• _ACTION ITEM_: Each line of the data must reappear exactly in your answer, with no images included.

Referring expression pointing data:
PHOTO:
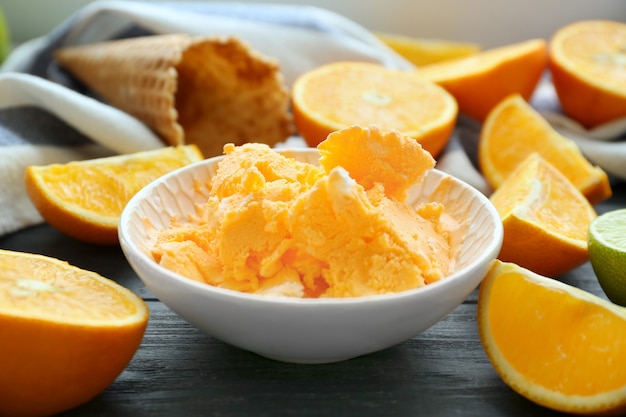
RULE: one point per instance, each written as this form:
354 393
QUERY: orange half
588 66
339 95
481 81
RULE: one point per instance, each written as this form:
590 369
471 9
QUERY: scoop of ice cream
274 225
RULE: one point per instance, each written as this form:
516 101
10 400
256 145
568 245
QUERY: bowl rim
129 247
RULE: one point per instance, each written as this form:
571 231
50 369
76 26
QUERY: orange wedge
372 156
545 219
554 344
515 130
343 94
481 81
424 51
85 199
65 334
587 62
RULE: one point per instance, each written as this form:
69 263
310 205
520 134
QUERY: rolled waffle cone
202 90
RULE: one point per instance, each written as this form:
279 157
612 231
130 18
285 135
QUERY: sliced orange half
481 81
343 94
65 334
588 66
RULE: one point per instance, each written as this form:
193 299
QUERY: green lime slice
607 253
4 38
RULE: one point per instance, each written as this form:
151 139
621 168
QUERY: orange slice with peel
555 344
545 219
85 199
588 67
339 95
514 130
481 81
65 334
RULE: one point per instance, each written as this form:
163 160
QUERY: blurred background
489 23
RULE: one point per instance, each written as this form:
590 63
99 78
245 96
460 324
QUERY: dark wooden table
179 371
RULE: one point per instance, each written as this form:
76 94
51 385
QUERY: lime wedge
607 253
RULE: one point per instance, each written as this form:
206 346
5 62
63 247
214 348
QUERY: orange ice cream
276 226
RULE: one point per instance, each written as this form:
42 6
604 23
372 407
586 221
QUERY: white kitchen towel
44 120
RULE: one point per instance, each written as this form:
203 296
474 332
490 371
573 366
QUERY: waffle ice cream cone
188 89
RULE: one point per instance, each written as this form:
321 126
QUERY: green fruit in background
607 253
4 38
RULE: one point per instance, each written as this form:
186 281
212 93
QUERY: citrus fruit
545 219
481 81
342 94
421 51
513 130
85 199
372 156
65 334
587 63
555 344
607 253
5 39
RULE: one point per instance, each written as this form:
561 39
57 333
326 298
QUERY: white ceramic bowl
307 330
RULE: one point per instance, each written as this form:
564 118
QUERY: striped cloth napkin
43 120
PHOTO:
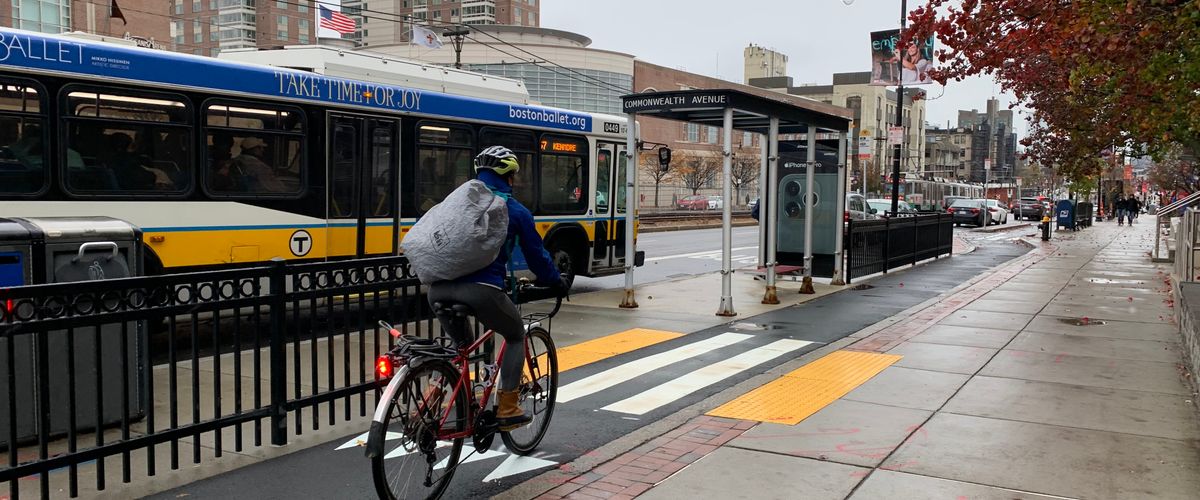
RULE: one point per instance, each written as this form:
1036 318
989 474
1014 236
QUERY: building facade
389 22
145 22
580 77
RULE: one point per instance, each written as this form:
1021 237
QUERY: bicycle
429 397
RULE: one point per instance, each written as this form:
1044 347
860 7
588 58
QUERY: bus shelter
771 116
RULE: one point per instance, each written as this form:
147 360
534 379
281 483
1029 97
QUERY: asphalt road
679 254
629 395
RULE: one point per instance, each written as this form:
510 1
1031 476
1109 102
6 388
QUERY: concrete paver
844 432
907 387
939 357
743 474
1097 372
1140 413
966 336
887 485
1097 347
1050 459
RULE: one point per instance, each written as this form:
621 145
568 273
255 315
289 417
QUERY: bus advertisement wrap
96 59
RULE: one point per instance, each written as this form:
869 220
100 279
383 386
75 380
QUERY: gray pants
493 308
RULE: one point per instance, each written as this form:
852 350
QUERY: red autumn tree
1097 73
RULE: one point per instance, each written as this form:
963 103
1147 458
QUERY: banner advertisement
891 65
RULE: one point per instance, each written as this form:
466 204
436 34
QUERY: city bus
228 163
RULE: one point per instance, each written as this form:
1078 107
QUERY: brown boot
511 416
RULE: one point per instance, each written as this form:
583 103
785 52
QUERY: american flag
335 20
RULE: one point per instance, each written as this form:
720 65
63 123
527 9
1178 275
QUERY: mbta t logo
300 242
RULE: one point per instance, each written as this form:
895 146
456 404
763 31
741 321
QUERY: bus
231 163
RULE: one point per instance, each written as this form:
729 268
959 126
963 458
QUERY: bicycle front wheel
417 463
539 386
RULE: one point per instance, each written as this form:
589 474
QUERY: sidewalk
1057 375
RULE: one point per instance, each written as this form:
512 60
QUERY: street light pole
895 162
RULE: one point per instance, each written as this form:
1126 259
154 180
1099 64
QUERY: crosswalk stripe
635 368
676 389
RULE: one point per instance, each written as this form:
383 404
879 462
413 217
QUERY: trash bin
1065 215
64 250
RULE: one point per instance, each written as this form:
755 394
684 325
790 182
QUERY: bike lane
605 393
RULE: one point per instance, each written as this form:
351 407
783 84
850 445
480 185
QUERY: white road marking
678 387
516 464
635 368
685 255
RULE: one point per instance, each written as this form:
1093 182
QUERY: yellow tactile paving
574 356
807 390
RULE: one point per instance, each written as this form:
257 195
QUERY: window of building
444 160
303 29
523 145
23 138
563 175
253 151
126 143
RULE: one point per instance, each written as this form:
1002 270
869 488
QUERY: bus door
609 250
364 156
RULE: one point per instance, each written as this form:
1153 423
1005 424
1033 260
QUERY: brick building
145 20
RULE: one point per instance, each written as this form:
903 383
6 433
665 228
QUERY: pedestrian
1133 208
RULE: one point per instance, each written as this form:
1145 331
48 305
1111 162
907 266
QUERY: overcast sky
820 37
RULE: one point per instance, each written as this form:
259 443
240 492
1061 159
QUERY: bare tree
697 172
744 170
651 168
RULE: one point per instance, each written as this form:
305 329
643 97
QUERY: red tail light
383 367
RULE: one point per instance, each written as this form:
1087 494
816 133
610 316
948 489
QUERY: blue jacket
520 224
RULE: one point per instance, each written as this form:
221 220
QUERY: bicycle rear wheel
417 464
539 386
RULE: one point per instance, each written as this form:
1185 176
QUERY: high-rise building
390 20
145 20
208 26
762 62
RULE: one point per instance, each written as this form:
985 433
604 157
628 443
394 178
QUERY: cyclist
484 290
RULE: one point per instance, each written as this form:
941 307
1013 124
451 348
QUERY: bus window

• _RESULT BELOW_:
PHOTO:
RULE: one point per instance, each written as this form:
354 393
QUERY: orange half
588 66
339 95
481 81
RULE: one point per instance, each written as this form:
590 369
471 9
QUERY: scoop of ice cream
274 225
RULE: one point per instance, each written as this form:
516 101
10 400
256 145
568 245
QUERY: bowl rim
129 247
RULE: one point per instance, each written as this form:
571 231
50 369
76 26
QUERY: orange wedge
372 156
545 219
554 344
515 130
343 94
481 81
424 51
85 199
65 334
587 62
RULE: one point per instance, each written as this form:
69 263
310 205
520 134
QUERY: rolled waffle cone
202 90
RULE: one point per instance, each written as this form:
279 157
612 231
130 18
285 135
QUERY: sliced orange half
481 81
343 94
65 334
588 66
RULE: one point per instance, each written as this form:
193 299
QUERY: green lime slice
607 253
4 38
RULE: one point per instance, each written as this form:
151 139
621 168
QUERY: orange slice with peel
555 344
545 219
85 199
588 67
339 95
514 130
481 81
65 334
RULE: one point per instance, each written as this form:
163 160
QUERY: blurred background
489 23
RULE: one point per instance, each written as this form:
590 63
99 78
245 96
460 324
QUERY: dark wooden table
179 371
RULE: one point per instance, each written as this form:
76 94
51 385
QUERY: lime wedge
607 253
RULE: one point per instance, each written as this form:
206 346
5 62
63 247
214 348
QUERY: orange ice cream
276 226
RULE: one point per instance, each written as this form:
42 6
604 23
372 407
586 221
QUERY: white kitchen towel
44 120
RULE: one point per instance, each written as this form:
203 296
474 332
490 371
573 366
QUERY: waffle ice cream cone
188 89
RULE: one point per instance, each written as this form:
321 126
QUERY: green fruit in background
607 253
4 38
RULE: one point per instance, each written as this form:
186 281
212 93
QUERY: citrus fruit
545 219
481 81
342 94
421 51
513 130
85 199
372 156
65 334
587 63
555 344
607 253
5 39
RULE: one point per instance, each written as this form:
561 39
57 333
326 298
QUERY: white ceramic bowl
307 330
RULE: one point per instance, each written as this form:
564 118
QUERY: striped cloth napkin
43 120
PHOTO:
RULE: one point per instance, each written as this form:
1036 318
989 474
1014 236
QUERY: building facade
389 22
145 22
580 77
RULE: one point per instance, each written as this form:
1021 237
QUERY: bicycle
429 397
RULE: one point per instance, each written as this form:
1044 347
860 7
588 58
QUERY: bus shelter
771 116
RULE: one point per instance, each written as this form:
147 360
534 379
281 483
1029 97
QUERY: asphalt road
679 254
629 395
RULE: one point per instance, each written as this form:
510 1
1031 476
1109 102
6 388
QUERY: concrete paver
844 432
907 387
939 357
743 474
1097 372
1140 413
966 336
887 485
1097 347
1050 459
RULE: one point per instance, each written as this form:
621 145
568 273
255 315
289 417
QUERY: bus advertisement wrap
96 59
RULE: one point per instance, each written as this form:
869 220
100 279
383 386
75 380
QUERY: gray pants
493 308
RULE: one point per instance, each written as this form:
852 350
QUERY: red autumn tree
1097 73
RULE: one point per instance, each written as this form:
963 103
1147 458
QUERY: banner advertisement
891 65
RULE: one point per instance, each written as this form:
466 204
436 34
QUERY: city bus
228 163
RULE: one point per instance, each written as this form:
1078 107
QUERY: brown boot
511 416
RULE: one point per instance, each written as this form:
583 103
785 52
QUERY: american flag
335 20
RULE: one point per instance, each written as this form:
720 65
63 123
527 9
1178 275
QUERY: mbta t logo
300 242
RULE: one point per instance, each written as this form:
895 146
456 404
763 31
741 321
QUERY: bus
231 163
RULE: one point per instance, each written as this form:
729 268
959 126
963 458
QUERY: bicycle front wheel
417 463
539 386
RULE: one point per instance, each written as this form:
589 474
QUERY: sidewalk
1057 375
RULE: one point per instance, each written as this form:
512 60
QUERY: street light pole
895 162
RULE: one point per instance, each written as this form:
1126 259
154 180
1099 64
QUERY: crosswalk stripe
635 368
676 389
RULE: one point per instance, each written as this form:
383 404
879 462
413 217
QUERY: trash bin
1065 215
64 250
RULE: one point per instance, each written as this form:
755 394
684 325
790 182
QUERY: bike lane
605 393
RULE: one point per instance, each written as this form:
351 407
783 84
850 445
480 185
QUERY: white road marking
678 387
516 464
635 368
685 255
RULE: one point per instance, each written as this form:
1093 182
QUERY: yellow tactile paving
574 356
807 390
RULE: one point per instance, each written as this form:
257 195
QUERY: window of building
444 160
303 29
523 145
23 138
563 175
253 151
126 143
RULE: one point per instance, each written as this form:
1002 270
869 488
QUERY: bus door
609 250
364 156
RULE: one point per instance, each written as this form:
1153 423
1005 424
1033 260
QUERY: brick building
145 20
RULE: one point per instance, each written as this form:
903 383
6 433
665 228
QUERY: pedestrian
1133 208
RULE: one point per instance, each written as this form:
1145 331
48 305
1111 162
907 266
QUERY: overcast sky
820 37
RULE: one point per instance, each written as this form:
259 443
240 492
1061 159
QUERY: bare tree
697 172
744 170
651 168
RULE: one point per instance, each written as this form:
305 329
643 97
QUERY: red tail light
383 367
RULE: one point per instance, each written as this form:
1087 494
816 133
610 316
948 489
QUERY: blue jacket
520 224
RULE: one point per instance, each written as this form:
221 220
QUERY: bicycle rear wheel
417 464
539 386
RULE: one point per instance, each written as this form:
1185 176
QUERY: high-rise building
390 20
145 20
208 26
762 62
RULE: one point per instance, each written as this form:
985 433
604 157
628 443
394 178
QUERY: cyclist
484 290
RULE: one point per instance, each written as this form:
941 307
1013 124
451 348
QUERY: bus window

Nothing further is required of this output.